### INFORMATION GIVEN
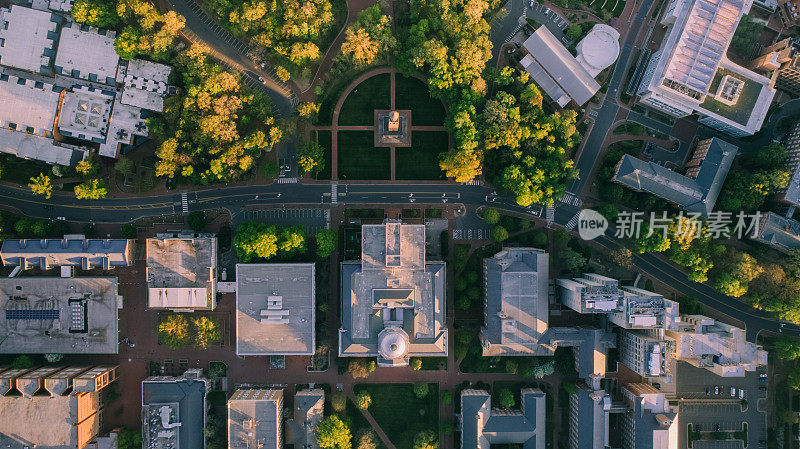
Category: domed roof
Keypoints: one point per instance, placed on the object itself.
---
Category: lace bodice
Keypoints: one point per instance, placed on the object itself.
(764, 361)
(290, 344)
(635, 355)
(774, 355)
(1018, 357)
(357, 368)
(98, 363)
--
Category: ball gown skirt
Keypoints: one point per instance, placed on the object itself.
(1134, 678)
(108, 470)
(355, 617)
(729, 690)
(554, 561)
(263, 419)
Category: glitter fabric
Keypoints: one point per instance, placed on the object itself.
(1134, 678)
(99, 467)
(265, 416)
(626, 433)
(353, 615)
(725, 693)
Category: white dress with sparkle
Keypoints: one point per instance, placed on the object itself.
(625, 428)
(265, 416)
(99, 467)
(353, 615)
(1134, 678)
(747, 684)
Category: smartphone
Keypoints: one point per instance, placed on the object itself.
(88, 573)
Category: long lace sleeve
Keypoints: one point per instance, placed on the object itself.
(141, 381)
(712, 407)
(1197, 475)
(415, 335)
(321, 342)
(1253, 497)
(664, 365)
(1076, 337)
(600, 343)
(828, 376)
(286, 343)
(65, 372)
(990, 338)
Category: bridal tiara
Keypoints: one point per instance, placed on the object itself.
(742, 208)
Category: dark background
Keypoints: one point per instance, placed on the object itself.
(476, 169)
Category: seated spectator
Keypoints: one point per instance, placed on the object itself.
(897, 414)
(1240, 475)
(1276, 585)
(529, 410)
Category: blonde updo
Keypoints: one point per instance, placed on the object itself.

### TASK ITEM
Across the records above, count the lines holding "Category" and write down only that count.

### RESULT OF THIS TASK
11